#### [Directive A]
Copy out the passage on how insects perceive flowers, word for word.

#### [Supplied passage]
....
Yet crucial to this example may be the “eye of the beholder,”
for humans are not alone in perceiving their world – insects do, too! To a pollinating insect, what ontological traits
would it attribute to the flowers that we may have overlooked? Many insects such as bees perceive objects in their world in
the ultraviolet spectrum, so to them, each plant possesses different characteristics of which we may not have been aware.
A. Brooker Klugh’s journal review entitled “Flower-Visiting Insects and the Reflection of Ultraviolet by Flowers”
(JSTOR: Flower-Visiting Insects and the Reflection of Ultraviolet ...) eloquently sums up the dilemma in perceiving the natural world:
“The literature concerning
the relations between flowers and insects is extensive…But this subject has been discussed, almost exclusively, with
the spectral sensitivity of the human eye as a criterion, and…the matter will have to be entirely re-investigated from
the standpoint of how floral colors affect insect vision.”
....
#### [Directive B]
From the records, extract the lines running from the one containing "I would appreciate it if you could identify the dark" through the end of the records, inclusive, and reproduce them verbatim.
....
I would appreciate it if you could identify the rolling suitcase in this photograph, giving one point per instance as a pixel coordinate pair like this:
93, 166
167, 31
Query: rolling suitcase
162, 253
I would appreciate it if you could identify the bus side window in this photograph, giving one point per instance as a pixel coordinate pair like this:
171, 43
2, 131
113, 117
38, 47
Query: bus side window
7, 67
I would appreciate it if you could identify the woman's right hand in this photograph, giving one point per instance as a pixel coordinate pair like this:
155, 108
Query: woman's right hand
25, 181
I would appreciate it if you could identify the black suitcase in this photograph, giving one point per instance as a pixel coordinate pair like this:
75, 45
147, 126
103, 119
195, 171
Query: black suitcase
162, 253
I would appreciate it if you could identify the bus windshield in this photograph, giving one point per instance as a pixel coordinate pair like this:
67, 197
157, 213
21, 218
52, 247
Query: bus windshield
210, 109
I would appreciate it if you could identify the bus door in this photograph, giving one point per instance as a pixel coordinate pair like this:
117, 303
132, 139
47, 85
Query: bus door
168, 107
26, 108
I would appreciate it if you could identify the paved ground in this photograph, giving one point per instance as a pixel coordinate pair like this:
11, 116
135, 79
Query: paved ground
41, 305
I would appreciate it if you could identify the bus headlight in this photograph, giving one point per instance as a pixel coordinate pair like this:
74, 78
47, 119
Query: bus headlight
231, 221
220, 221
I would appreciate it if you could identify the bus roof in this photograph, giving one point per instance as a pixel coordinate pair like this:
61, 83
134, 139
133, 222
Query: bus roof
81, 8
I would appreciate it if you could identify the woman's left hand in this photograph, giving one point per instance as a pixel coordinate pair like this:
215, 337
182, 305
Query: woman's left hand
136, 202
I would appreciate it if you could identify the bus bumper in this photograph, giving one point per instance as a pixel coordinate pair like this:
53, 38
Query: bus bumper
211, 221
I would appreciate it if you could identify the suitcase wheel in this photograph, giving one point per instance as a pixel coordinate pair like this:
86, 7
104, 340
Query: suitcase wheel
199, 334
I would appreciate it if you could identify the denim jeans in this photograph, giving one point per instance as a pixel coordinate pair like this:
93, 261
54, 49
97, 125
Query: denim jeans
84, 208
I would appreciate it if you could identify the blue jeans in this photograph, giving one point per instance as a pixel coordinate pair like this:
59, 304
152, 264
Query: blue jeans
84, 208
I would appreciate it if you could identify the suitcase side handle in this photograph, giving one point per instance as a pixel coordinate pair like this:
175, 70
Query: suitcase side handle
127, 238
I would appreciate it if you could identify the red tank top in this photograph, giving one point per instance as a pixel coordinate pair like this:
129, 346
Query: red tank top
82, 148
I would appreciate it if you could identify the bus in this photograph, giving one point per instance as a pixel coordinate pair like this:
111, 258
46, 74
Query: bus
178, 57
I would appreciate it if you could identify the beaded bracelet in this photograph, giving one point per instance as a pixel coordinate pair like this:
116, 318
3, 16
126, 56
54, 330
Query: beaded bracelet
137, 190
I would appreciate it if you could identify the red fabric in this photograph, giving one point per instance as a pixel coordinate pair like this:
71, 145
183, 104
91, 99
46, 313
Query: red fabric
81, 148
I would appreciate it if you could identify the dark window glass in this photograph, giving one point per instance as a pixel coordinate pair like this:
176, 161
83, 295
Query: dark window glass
....
#### [Exercise response A]
Yet crucial to this example may be the “eye of the beholder,”
for humans are not alone in perceiving their world – insects do, too! To a pollinating insect, what ontological traits
would it attribute to the flowers that we may have overlooked? Many insects such as bees perceive objects in their world in
the ultraviolet spectrum, so to them, each plant possesses different characteristics of which we may not have been aware.
A. Brooker Klugh’s journal review entitled “Flower-Visiting Insects and the Reflection of Ultraviolet by Flowers”
(JSTOR: Flower-Visiting Insects and the Reflection of Ultraviolet ...) eloquently sums up the dilemma in perceiving the natural world:
“The literature concerning
the relations between flowers and insects is extensive…But this subject has been discussed, almost exclusively, with
the spectral sensitivity of the human eye as a criterion, and…the matter will have to be entirely re-investigated from
the standpoint of how floral colors affect insect vision.”

#### [Exercise response B]
I would appreciate it if you could identify the dark window glass in this photograph, giving one point per instance as a pixel coordinate pair like this:
176, 161
83, 295
Query: dark window glass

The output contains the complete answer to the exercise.